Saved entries
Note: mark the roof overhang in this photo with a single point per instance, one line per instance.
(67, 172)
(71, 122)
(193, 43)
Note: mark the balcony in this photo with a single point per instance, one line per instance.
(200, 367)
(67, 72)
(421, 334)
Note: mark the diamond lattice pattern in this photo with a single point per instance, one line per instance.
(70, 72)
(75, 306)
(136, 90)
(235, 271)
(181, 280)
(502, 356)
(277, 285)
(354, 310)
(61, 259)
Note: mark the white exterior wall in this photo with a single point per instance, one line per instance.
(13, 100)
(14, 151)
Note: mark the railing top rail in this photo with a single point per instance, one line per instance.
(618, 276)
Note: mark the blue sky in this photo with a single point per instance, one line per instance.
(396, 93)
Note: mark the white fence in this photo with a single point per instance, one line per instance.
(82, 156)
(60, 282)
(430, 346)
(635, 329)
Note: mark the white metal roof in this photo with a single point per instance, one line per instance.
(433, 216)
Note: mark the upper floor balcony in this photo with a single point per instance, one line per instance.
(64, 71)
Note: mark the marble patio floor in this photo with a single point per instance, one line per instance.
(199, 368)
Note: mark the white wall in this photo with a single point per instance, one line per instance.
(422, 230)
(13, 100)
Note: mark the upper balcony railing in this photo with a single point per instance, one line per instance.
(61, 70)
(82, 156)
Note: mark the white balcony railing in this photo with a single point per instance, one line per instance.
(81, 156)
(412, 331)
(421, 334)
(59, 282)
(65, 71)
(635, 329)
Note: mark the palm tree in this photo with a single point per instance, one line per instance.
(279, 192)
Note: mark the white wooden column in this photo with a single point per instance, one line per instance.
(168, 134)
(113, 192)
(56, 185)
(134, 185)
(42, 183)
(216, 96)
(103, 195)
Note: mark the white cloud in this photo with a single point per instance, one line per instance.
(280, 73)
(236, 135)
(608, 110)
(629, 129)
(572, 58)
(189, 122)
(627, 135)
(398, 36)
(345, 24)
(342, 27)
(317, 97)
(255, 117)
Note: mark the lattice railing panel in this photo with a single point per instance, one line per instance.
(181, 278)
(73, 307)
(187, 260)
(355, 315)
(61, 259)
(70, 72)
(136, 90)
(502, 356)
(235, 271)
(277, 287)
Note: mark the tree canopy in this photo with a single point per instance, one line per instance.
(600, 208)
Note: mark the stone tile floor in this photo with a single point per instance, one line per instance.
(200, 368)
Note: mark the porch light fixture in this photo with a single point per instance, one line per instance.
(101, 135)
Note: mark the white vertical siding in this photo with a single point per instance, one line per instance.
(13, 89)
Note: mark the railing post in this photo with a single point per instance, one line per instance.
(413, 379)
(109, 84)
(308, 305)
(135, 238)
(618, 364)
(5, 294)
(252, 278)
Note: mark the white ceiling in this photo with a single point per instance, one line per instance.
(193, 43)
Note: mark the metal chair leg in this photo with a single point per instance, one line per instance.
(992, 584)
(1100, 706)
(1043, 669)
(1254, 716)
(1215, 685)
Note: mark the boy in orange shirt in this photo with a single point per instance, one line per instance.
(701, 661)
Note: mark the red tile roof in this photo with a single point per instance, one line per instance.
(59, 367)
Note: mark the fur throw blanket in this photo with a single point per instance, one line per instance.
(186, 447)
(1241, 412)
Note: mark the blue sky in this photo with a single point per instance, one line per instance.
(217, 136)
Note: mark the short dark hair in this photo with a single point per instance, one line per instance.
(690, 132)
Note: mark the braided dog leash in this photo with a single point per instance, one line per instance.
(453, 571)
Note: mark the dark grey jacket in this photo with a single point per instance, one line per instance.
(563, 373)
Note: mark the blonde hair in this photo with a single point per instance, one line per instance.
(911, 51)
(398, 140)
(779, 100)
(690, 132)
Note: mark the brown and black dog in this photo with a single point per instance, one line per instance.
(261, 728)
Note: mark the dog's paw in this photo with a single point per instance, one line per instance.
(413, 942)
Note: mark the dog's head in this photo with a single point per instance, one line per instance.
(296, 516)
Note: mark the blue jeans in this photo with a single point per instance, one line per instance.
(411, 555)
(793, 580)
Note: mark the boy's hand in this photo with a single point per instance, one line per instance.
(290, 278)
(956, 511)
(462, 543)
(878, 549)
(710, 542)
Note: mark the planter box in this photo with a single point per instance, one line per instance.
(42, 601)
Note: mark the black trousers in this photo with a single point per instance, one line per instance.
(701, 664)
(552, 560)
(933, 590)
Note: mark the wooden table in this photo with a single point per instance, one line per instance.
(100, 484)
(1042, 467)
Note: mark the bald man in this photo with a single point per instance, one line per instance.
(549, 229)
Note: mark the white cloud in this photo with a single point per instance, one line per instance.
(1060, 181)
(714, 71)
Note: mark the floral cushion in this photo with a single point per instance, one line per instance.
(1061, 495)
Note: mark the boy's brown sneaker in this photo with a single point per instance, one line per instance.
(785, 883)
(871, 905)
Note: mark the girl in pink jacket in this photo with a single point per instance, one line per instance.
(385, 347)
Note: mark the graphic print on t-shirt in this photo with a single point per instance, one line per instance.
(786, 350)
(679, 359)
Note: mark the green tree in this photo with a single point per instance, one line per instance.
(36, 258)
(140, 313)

**GOAL:** Lay out the rows as a numbered list, starting with the line that contains "Note: mark the blonde" and going on through the last row, and leave out any blank lines.

**FINAL RESULT:**
1. Note: mark the blonde hair in this photo with a single point per instance, one line per instance.
2. (911, 51)
3. (398, 140)
4. (779, 100)
5. (690, 132)
6. Note: mark the brown and black dog in this photo with a single point per instance, one line per instance.
7. (261, 728)
8. Note: mark the dog's paw in this photo with a single point per instance, one line per instance.
9. (413, 942)
10. Note: mark the dog's head in this photo with a single point per instance, one line per instance.
11. (296, 516)
12. Note: mark the blue jeans in this photo with a single point per instance, one line per instance.
13. (411, 555)
14. (793, 580)
15. Note: mark the boy's hand in this photo with a single point per instance, one line per instance.
16. (290, 278)
17. (956, 511)
18. (462, 543)
19. (878, 549)
20. (710, 542)
21. Note: mark the planter box in this photo with a single point per instance, one line per instance.
22. (42, 601)
23. Note: mark the black trousers in this photo with a single point per instance, one line per instance.
24. (701, 664)
25. (552, 560)
26. (933, 590)
27. Note: mark the wooden table in this photo with a single point per instance, one line per instance.
28. (100, 484)
29. (1042, 467)
30. Note: mark the bald man in this photo with a single point per instance, one line per instance.
31. (549, 229)
32. Note: mark the white cloud in this photo with a single point per instance, one line per instance.
33. (1060, 181)
34. (714, 71)
35. Note: mark the floral cushion in this photo with a single point per instance, one line per instance.
36. (1061, 495)
37. Note: mark the boy's brown sneaker in this photo with a single point per instance, one line per instance.
38. (785, 883)
39. (871, 905)
40. Note: mark the girl in pink jacket in this photo with a single point per instance, one line per instance.
41. (385, 347)
42. Note: mark the graphic print on t-shirt in this photo with a single point per instance, one line per instance.
43. (786, 350)
44. (679, 359)
45. Note: mark the green tree in this photo with a single point per instance, one line per instance.
46. (36, 258)
47. (140, 313)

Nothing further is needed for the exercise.